▶ _Exercise details_
Write out, exactly as they appear, only the lines running from the line with "Point to the fallen leaf." to the final line of the listing; include both.

>> start Data

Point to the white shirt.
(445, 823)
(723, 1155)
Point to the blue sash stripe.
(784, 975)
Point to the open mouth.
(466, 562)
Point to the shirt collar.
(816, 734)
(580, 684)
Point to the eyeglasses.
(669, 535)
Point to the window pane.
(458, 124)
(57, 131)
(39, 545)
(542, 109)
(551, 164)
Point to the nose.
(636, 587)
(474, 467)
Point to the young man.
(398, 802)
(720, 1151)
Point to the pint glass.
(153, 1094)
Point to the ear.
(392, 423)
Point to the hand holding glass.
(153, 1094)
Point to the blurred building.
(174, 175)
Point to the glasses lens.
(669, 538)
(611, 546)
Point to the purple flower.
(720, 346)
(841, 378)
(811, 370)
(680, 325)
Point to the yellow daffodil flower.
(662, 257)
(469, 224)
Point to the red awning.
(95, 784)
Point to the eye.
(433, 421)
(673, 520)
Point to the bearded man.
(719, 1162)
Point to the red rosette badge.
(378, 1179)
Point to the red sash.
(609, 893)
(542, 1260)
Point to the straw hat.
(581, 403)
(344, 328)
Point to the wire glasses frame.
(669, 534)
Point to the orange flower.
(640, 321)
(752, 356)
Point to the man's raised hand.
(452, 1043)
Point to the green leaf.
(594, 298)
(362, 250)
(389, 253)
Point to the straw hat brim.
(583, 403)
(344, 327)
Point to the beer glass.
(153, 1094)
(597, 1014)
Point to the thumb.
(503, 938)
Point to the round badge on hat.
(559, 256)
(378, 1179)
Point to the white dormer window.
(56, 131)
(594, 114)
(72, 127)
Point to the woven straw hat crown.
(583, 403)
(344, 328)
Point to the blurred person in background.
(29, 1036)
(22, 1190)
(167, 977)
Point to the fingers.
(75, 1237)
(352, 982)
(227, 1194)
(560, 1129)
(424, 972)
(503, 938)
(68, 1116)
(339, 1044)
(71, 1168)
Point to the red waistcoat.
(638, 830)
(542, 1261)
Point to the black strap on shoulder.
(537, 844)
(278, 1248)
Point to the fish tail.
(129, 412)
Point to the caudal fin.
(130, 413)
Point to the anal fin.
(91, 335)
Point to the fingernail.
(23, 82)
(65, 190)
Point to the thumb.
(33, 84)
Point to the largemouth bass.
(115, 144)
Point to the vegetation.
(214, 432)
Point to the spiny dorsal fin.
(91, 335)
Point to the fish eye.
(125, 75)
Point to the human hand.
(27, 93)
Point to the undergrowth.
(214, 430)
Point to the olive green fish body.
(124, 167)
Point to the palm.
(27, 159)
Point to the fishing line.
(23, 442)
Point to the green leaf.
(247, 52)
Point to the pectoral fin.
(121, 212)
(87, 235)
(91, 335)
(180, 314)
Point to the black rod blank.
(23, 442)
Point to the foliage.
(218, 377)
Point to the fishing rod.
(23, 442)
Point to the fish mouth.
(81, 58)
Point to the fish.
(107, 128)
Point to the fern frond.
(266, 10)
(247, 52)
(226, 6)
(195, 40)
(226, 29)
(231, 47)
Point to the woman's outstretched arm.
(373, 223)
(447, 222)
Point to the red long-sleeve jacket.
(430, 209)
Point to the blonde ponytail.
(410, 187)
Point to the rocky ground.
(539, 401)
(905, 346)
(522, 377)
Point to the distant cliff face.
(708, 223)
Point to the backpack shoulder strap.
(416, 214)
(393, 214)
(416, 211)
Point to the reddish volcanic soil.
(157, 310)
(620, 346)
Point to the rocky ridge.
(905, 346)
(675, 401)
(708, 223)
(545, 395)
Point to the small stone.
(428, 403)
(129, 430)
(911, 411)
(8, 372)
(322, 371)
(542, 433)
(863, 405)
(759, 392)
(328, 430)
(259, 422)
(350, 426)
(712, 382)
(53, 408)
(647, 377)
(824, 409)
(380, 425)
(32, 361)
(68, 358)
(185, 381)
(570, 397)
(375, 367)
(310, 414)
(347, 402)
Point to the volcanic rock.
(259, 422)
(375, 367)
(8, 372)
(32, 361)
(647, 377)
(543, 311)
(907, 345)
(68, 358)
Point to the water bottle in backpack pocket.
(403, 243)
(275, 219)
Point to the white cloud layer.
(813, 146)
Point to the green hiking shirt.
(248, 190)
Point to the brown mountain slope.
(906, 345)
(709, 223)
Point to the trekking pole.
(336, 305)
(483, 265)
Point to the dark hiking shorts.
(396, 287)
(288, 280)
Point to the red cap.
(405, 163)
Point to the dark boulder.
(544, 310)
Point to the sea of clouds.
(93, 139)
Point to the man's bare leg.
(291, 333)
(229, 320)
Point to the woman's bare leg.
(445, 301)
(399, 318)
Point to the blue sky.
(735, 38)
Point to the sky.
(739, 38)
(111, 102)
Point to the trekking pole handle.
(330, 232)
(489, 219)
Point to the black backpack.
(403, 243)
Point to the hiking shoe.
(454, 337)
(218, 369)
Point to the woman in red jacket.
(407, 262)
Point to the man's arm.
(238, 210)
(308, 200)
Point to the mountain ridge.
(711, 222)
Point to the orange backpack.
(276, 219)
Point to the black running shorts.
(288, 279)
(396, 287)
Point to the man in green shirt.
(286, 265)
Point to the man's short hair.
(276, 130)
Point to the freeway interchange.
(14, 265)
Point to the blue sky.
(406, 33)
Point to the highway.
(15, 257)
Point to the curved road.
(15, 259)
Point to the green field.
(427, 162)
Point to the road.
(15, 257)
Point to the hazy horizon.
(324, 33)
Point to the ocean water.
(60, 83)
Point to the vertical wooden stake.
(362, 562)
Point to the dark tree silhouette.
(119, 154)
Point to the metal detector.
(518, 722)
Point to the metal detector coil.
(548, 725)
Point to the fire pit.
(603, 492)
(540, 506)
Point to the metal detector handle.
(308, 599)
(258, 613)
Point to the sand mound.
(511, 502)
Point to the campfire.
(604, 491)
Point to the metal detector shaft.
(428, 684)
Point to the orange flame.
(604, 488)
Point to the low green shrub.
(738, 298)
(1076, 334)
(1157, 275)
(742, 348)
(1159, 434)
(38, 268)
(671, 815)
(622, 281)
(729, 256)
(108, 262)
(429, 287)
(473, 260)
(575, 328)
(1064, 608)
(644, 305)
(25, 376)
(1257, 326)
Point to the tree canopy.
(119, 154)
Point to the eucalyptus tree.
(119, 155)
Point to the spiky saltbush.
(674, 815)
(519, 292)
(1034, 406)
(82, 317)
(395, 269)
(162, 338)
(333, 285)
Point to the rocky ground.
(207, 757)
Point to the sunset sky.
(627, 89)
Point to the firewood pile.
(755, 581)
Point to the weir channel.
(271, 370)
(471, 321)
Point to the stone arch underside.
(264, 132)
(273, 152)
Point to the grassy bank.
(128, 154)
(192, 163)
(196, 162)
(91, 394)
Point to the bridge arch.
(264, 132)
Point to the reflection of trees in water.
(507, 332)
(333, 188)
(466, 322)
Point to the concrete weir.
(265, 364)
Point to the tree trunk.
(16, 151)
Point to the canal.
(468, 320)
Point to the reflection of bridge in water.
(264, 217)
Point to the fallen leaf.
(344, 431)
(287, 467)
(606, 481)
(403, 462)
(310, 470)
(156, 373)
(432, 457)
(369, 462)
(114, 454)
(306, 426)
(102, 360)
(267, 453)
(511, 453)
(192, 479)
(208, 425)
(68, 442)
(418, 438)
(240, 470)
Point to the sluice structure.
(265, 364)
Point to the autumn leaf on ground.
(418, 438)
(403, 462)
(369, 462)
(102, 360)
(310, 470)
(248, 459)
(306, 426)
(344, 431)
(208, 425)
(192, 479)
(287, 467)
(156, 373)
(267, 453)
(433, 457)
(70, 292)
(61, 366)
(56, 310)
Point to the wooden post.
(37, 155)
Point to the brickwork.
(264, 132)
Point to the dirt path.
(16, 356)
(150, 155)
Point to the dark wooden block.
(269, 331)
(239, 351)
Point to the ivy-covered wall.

>> end Data

▶ _The reply_
Point to the fallen leaf.
(344, 431)
(287, 467)
(606, 481)
(403, 462)
(310, 470)
(156, 373)
(432, 457)
(369, 462)
(114, 454)
(306, 426)
(102, 360)
(267, 453)
(511, 453)
(192, 479)
(208, 425)
(68, 442)
(418, 438)
(240, 470)
Point to the sluice structure.
(265, 364)
Point to the autumn leaf on ground.
(418, 438)
(403, 462)
(369, 462)
(102, 360)
(310, 470)
(248, 459)
(306, 426)
(344, 431)
(208, 425)
(192, 479)
(287, 467)
(156, 373)
(267, 453)
(433, 457)
(70, 292)
(61, 366)
(56, 310)
Point to the wooden post.
(37, 155)
Point to the brickwork.
(264, 132)
Point to the dirt path.
(16, 356)
(150, 155)
Point to the dark wooden block.
(269, 331)
(239, 351)
Point to the ivy-covered wall.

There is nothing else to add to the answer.